__WORK ITEM__. Write out again only the lines between the one with "In the photo above, where can the row" and the end of the records below, both ends counted, and don't include the pictures.
*** Opening of DATASET EXTRACT ***
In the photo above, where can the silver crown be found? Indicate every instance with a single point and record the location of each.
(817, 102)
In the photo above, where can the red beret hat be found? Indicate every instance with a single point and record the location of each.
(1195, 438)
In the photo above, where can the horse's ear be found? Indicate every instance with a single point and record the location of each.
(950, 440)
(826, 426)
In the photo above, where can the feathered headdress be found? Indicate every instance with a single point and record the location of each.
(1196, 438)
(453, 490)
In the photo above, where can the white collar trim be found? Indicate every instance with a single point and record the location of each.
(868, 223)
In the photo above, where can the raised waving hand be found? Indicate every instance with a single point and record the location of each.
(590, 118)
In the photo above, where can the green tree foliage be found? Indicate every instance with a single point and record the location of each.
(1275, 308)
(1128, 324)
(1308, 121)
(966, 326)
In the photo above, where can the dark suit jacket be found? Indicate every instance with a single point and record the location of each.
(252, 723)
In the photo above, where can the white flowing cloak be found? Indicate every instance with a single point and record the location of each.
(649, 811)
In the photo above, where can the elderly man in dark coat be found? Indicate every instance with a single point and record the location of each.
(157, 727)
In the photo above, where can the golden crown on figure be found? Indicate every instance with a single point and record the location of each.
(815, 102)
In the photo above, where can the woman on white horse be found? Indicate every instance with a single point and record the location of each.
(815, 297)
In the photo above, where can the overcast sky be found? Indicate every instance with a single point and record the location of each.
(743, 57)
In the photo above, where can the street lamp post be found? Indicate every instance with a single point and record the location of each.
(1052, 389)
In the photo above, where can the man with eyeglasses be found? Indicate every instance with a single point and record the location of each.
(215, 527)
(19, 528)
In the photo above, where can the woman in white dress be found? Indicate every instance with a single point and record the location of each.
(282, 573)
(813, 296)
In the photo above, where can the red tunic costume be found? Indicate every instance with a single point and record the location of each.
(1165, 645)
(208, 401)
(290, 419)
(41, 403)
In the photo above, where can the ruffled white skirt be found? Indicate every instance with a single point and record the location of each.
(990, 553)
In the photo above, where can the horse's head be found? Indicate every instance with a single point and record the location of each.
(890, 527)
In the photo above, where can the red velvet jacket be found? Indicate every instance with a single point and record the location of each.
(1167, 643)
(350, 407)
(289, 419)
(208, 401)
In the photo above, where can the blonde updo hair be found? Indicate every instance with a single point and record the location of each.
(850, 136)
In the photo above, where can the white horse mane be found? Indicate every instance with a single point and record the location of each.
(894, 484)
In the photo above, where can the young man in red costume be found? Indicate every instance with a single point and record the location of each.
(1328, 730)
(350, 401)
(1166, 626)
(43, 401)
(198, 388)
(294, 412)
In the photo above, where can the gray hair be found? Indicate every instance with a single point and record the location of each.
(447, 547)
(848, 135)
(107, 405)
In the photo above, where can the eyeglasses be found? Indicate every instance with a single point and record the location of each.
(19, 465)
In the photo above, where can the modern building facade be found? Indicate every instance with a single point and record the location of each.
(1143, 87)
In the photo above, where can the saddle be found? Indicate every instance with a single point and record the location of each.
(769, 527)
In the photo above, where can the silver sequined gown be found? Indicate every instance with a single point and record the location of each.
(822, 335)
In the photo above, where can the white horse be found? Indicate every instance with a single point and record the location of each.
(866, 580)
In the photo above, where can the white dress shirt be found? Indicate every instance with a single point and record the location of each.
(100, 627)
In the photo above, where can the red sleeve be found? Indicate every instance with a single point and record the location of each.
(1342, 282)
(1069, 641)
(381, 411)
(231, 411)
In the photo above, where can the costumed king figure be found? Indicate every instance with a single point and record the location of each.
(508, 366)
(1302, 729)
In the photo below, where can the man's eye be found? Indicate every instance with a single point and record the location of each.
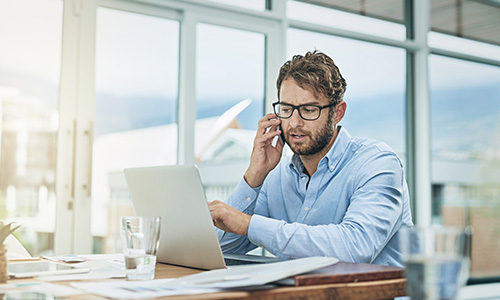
(309, 109)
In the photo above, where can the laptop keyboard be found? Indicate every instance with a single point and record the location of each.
(235, 262)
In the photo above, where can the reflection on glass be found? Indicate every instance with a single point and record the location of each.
(465, 138)
(344, 20)
(30, 55)
(230, 93)
(136, 104)
(375, 76)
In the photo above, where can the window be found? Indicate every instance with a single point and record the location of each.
(135, 111)
(230, 97)
(383, 20)
(30, 63)
(465, 131)
(251, 4)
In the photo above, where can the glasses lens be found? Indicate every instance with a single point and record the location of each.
(284, 110)
(309, 112)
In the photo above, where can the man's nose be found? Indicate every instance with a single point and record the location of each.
(295, 119)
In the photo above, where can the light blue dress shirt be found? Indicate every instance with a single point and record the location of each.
(353, 208)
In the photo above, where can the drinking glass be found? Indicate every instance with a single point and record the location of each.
(140, 240)
(436, 261)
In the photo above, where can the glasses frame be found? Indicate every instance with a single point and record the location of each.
(297, 107)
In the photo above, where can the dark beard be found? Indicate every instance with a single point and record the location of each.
(319, 142)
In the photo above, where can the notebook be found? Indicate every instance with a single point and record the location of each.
(187, 235)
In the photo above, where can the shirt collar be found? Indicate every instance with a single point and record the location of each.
(333, 156)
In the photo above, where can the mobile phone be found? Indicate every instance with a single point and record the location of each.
(281, 138)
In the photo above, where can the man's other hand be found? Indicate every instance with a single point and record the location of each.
(228, 218)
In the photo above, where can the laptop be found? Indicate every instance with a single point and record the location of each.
(187, 235)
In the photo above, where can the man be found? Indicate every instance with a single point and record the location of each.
(338, 195)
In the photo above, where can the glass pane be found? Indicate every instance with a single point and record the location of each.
(30, 62)
(252, 4)
(346, 20)
(452, 43)
(465, 129)
(375, 76)
(137, 60)
(469, 19)
(230, 97)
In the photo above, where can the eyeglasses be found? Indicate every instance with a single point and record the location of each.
(308, 112)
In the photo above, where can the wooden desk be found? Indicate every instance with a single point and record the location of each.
(369, 290)
(372, 289)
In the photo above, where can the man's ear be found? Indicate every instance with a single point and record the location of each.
(339, 111)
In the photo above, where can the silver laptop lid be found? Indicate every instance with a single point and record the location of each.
(175, 193)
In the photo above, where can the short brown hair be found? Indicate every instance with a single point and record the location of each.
(317, 72)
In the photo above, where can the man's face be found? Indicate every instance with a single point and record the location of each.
(305, 137)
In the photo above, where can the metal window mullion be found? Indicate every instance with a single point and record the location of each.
(82, 242)
(419, 115)
(63, 235)
(187, 90)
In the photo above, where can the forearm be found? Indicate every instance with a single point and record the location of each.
(243, 198)
(293, 240)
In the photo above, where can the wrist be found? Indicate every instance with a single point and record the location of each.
(252, 180)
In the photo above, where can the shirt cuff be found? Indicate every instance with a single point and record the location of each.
(262, 231)
(243, 196)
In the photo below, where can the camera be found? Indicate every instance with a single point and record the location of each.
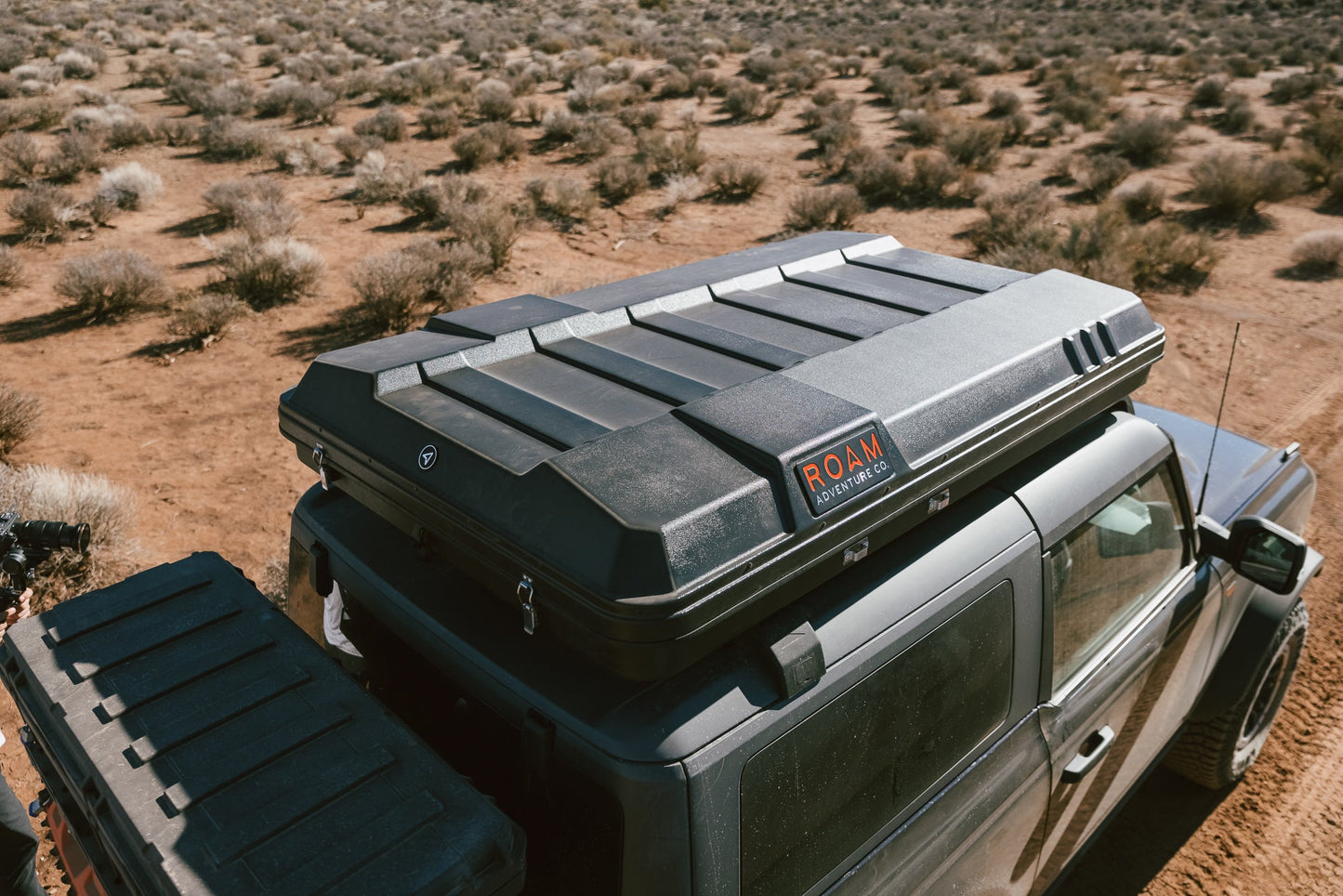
(26, 543)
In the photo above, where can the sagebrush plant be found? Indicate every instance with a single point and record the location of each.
(563, 199)
(736, 180)
(270, 271)
(19, 414)
(392, 289)
(386, 124)
(130, 186)
(1146, 141)
(824, 208)
(205, 317)
(112, 283)
(1141, 201)
(382, 180)
(1233, 184)
(11, 268)
(619, 178)
(50, 494)
(1319, 253)
(43, 213)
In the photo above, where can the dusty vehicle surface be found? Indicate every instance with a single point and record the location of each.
(829, 566)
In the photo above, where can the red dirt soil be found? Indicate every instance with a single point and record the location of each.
(195, 437)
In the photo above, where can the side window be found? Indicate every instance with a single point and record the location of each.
(818, 793)
(1113, 566)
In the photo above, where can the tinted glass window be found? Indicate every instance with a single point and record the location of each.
(1110, 567)
(820, 791)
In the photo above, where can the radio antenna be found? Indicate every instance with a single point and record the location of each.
(1217, 428)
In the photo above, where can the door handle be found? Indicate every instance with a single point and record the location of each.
(1095, 747)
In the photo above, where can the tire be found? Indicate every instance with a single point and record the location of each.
(1217, 753)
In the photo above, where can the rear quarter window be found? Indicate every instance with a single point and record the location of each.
(823, 789)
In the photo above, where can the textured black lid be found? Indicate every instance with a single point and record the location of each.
(643, 435)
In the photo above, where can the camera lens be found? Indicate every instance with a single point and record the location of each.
(54, 536)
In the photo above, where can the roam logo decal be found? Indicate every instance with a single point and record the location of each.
(844, 472)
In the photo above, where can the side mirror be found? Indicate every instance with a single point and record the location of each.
(1261, 551)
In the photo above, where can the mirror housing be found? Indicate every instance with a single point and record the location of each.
(1260, 549)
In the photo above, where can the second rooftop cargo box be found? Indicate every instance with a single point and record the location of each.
(652, 467)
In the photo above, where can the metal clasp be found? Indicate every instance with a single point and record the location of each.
(939, 501)
(320, 462)
(525, 595)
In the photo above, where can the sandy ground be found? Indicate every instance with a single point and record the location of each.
(196, 440)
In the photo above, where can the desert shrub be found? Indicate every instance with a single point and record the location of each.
(77, 65)
(75, 153)
(112, 283)
(489, 229)
(257, 205)
(229, 138)
(736, 180)
(47, 494)
(563, 199)
(1004, 102)
(1014, 219)
(1318, 253)
(19, 413)
(1297, 86)
(438, 123)
(494, 99)
(178, 132)
(392, 289)
(921, 128)
(43, 213)
(1140, 201)
(379, 180)
(130, 186)
(232, 99)
(307, 157)
(11, 268)
(974, 144)
(492, 141)
(619, 178)
(920, 180)
(1323, 135)
(835, 140)
(743, 101)
(437, 199)
(268, 273)
(1243, 66)
(678, 190)
(132, 130)
(20, 156)
(1098, 247)
(205, 317)
(1209, 93)
(597, 135)
(1144, 141)
(1165, 256)
(670, 153)
(353, 148)
(824, 112)
(14, 51)
(386, 124)
(1100, 174)
(1237, 117)
(645, 116)
(1231, 184)
(824, 208)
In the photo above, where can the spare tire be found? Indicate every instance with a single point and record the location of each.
(1218, 751)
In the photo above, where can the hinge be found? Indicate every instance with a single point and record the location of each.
(320, 462)
(527, 597)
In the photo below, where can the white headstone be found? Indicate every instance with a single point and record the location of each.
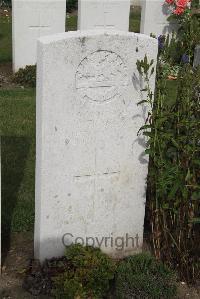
(0, 205)
(32, 19)
(90, 165)
(103, 14)
(154, 18)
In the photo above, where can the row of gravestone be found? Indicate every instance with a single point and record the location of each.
(32, 19)
(90, 163)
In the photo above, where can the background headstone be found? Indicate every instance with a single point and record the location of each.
(90, 163)
(103, 14)
(154, 18)
(32, 19)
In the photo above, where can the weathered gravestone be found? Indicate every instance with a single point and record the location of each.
(154, 18)
(103, 14)
(90, 167)
(197, 56)
(32, 19)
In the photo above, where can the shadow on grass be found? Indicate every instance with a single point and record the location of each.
(14, 152)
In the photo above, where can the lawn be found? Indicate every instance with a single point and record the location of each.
(17, 115)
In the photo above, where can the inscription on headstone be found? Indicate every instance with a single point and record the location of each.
(32, 19)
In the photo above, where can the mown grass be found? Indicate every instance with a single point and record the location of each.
(17, 126)
(5, 39)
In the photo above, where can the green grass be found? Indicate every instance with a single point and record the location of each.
(17, 126)
(135, 15)
(5, 39)
(134, 21)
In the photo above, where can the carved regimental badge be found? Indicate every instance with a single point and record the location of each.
(101, 76)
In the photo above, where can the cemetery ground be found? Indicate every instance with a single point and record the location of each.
(17, 128)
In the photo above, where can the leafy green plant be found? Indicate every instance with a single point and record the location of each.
(26, 76)
(71, 5)
(174, 172)
(188, 33)
(142, 277)
(88, 274)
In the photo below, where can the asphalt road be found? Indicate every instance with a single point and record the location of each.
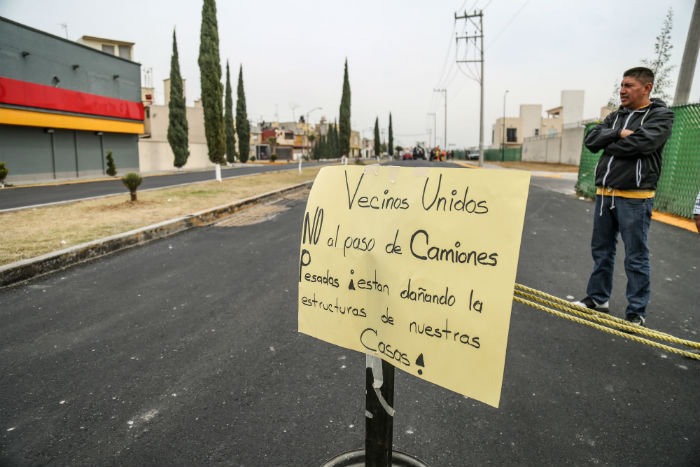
(185, 352)
(26, 196)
*** Close of DATASET EXTRACT ***
__EXERCISE SOLUTION__.
In the photo above, where can the row of gravestone be found? Indicate every instance with a single point and record the location of each.
(32, 19)
(90, 163)
In the photo above, where can the background headstone be found? Indicate every instance with a single point and record the location of each.
(90, 163)
(103, 14)
(154, 18)
(32, 19)
In the photo above, where can the weathered gravestone be found? Indicate every instance with a single point and record the location of each.
(154, 18)
(103, 14)
(90, 167)
(197, 56)
(32, 19)
In the photo above, where can the shadow on grass be found? Indicate every instance with a single point and record the location of each.
(14, 152)
In the photo above, where can the lawn be found? Indicate every instance with a single point and record the location of each.
(17, 115)
In the photo above, where can the inscription on headstone be found? Indicate every instance with a single point and record the location of each.
(32, 19)
In the photo above, where can the mown grass be found? Indicate every instance with a single point and record the location of each.
(17, 126)
(5, 39)
In the photo above, where can the green grass be found? Indicate every instance with a single point and record the location of each.
(17, 126)
(135, 15)
(5, 39)
(134, 21)
In the photo above, where can the carved regimental badge be found? Indicate every instance with a single point and record the location of each.
(101, 76)
In the photo above, where can the cemetery ground be found? Indicate every instance with a single point and record the location of each.
(17, 128)
In the photo above, where can the leafy green plant be found? Indicate every instance with a single point and record the location of each.
(26, 76)
(71, 5)
(174, 172)
(188, 33)
(142, 277)
(88, 274)
In the photo below, where can the asphalt road be found? Indicate every instance with a single point and record the location of each.
(185, 352)
(26, 196)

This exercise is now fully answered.